Bhau also spurned the offer from the Sikhs for alliance though his commanders tried to persuade him. Therefore, he did not get any supplies from Punjab. Thus, inability to anticipate the food supplies of his army and inability to forge alliances was major cause of defeat in the Battle of Panipat.

The slow-moving Maratha camp finally reached Delhi on 1 August 1760, and took the city the next day in a battle in which artillery units were crucial in destroying the fortifications of Durrani's forces. However, Bhau found only a little supplies in Delhi for his forces.

The supplies from the region immediately around west and south of Delhi had dried up as Bhau had antagonised the regional rulers. Therefore, Bhau moved about  north of Delhi to Karnal (which is further north of Panipat) and captured the fortified village of Kunjpura about  northeast of Karnal on the west bank of Yamuna river with a blitzkrieg offensive that demolished the fort's ramparts with artillery shelling and an attack of cavalry and musketeer units. The entire garrison of Durrani was killed. Durrani had earlier crossed the Yamuna river and was on its east bank. The river was swollen in flood and could not be crossed. Durrani watched helplessly from the east bank of the river and could do nothing to save his garrison and the Kunjpura fort on the west bank of the river. The Marathas achieved a rather easy victory at Kunjpura, although there was a substantial Afghan army posted there. Some of Abadali's best generals were killed. Ahmad Shah was encamped on the left bank of the Yamuna River, which was swollen by rains, and was powerless to aid the garrison.
- - - - - - -
## Work to do
A. From the Maratha campaign passage, list every type of fighting unit it says the Marathas used in the attack on Kunjpura.
B. According to the Maratha campaign passage, on what date did the Maratha camp reach Delhi?
C. Carry the Maratha campaign passage forward from its last sentence.
- - - - - - -
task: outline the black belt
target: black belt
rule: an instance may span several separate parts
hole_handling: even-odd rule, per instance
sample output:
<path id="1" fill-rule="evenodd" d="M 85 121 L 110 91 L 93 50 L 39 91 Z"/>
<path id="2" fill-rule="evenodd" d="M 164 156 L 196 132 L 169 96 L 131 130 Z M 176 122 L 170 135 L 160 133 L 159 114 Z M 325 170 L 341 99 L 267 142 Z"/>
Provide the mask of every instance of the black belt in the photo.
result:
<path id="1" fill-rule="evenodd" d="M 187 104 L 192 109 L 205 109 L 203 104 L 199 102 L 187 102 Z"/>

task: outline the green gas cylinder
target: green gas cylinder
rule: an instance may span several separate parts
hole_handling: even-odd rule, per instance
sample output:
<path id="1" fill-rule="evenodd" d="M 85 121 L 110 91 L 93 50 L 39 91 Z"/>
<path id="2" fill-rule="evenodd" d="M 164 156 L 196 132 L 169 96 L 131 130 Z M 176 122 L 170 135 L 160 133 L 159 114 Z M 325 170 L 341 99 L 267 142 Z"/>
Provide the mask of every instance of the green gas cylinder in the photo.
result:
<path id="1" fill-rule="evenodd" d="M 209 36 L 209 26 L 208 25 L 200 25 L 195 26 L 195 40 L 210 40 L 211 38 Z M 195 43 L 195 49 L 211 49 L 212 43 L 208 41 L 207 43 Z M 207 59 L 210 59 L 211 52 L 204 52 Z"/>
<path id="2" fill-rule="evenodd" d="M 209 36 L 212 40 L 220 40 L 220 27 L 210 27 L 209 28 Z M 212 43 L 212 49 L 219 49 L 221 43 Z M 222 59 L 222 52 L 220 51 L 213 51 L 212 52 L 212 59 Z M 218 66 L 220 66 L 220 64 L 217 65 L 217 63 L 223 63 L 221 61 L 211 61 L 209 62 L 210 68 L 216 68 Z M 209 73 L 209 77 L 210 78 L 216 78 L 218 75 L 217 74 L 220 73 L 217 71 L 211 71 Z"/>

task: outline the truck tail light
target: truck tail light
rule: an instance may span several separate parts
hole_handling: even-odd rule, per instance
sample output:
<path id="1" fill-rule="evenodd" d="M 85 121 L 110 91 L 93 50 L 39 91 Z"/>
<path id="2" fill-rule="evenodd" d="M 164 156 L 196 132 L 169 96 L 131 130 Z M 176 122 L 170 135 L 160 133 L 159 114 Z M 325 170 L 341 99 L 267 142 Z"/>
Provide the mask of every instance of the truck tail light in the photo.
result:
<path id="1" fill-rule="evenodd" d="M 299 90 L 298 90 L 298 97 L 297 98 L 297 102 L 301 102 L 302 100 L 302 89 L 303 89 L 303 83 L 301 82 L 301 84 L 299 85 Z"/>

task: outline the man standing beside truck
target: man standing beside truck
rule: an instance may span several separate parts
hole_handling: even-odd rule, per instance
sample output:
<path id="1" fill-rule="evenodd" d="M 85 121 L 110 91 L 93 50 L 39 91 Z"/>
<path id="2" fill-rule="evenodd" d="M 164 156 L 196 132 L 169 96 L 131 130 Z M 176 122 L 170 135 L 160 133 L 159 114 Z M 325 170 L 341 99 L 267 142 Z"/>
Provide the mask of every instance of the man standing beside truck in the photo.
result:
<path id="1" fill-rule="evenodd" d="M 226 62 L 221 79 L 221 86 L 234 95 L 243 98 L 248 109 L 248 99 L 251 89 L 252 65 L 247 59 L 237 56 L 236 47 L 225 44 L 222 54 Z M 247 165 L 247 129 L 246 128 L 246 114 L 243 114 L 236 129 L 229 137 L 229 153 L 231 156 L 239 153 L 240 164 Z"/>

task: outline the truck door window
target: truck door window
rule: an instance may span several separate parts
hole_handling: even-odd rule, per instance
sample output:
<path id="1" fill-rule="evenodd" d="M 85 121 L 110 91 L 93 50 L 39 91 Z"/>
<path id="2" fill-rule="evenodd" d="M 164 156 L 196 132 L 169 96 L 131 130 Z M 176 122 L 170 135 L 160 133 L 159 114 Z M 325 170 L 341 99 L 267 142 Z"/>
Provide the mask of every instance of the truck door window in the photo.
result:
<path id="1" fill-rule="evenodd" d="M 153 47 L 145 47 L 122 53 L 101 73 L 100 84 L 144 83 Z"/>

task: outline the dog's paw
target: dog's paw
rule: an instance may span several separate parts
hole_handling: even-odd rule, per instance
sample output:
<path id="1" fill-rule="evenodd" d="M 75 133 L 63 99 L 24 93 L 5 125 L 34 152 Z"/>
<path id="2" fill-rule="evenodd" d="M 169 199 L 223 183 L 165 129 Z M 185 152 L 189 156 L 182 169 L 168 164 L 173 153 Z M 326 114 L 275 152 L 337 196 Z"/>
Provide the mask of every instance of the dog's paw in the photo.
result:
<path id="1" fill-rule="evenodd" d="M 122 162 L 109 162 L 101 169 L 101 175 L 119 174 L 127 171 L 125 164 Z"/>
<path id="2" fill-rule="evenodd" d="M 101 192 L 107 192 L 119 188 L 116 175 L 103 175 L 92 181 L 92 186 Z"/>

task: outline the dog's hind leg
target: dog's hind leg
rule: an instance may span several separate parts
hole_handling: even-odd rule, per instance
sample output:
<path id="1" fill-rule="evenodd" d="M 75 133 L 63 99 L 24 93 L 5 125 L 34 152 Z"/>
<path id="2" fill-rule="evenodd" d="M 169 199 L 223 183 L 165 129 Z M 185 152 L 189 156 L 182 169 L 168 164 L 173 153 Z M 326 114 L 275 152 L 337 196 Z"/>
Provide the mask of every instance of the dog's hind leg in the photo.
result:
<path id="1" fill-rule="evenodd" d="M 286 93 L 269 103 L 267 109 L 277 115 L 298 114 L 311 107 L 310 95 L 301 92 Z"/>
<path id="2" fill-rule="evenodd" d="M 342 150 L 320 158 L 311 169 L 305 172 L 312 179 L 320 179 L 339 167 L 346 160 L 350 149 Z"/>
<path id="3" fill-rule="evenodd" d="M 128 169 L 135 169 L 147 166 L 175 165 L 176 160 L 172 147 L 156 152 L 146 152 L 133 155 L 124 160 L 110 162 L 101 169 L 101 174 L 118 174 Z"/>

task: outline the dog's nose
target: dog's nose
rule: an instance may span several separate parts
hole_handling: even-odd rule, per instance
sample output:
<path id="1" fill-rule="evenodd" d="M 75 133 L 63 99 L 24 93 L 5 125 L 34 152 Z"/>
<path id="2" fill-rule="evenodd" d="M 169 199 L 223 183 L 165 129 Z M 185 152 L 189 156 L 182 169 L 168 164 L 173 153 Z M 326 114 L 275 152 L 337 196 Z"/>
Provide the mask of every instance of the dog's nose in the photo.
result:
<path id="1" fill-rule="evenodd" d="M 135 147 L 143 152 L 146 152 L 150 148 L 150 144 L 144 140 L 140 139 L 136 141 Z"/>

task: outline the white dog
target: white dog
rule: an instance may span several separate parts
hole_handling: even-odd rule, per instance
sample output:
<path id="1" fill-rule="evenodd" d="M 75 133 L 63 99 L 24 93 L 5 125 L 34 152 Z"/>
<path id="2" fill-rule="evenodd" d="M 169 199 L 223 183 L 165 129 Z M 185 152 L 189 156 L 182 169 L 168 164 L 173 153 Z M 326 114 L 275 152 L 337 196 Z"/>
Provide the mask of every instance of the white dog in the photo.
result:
- - - - - - -
## Task responses
A. Artillery, cavalry, musketeer units

B. 1 August 1760

C.
However, the supplies that Bhau got at Kunjpura lasted only a few weeks as there was a large number of non-combatants in his camp.

The massacre of the Kunjpura garrison, within sight of the Durrani camp, exasperated Durrani to such an extent that he ordered crossing of the river at all costs. Ahmed Shah and his allies on 17 October 1760, broke up from Shahdara, marching north. Taking a calculated risk, Abdali daringly plunged into the river, followed by his bodyguards and troops. Between 23 and 25 October 1760 they were able to cross at Baghpat, (a small town midway between Delhi and Panipat on the east bank of Yamuna), as a man from the village, in exchange for money, showed Abdali a way through Yamuna, from where the river could be crossed unopposed by the Marathas who were still preoccupied with the sacking of Kunjpura.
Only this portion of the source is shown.